# [To do]
Skip the pictures and repeat each line of the data exactly.

# [Given data]

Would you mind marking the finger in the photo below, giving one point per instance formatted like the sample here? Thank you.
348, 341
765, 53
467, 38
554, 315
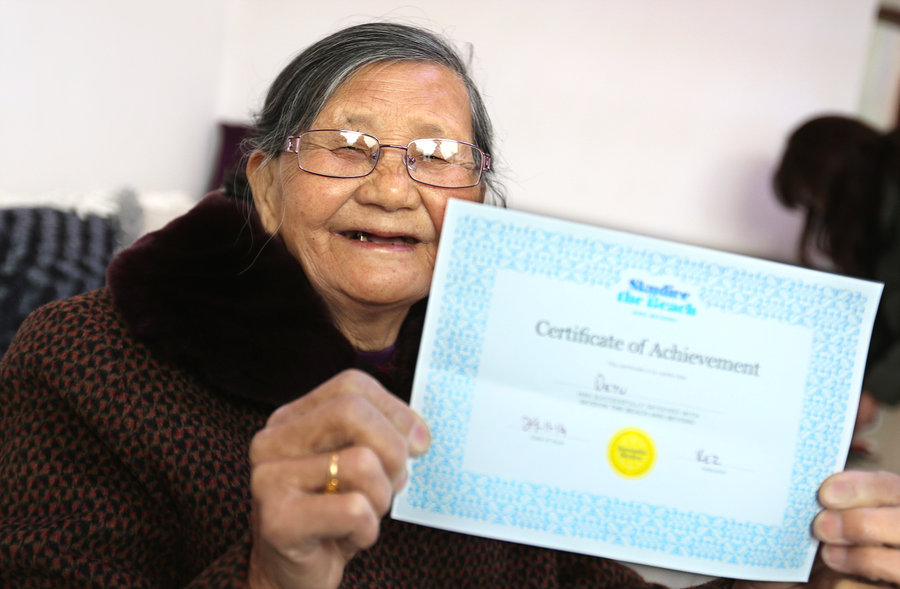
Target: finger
352, 381
356, 470
860, 489
875, 563
300, 522
344, 421
863, 526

# [Reply]
Would you mind marking the finger in the photo below, giving one point per instance formatted like the sample here? Thank you.
348, 341
765, 53
467, 38
554, 315
Target: finger
352, 381
356, 470
860, 489
875, 563
300, 522
344, 421
863, 526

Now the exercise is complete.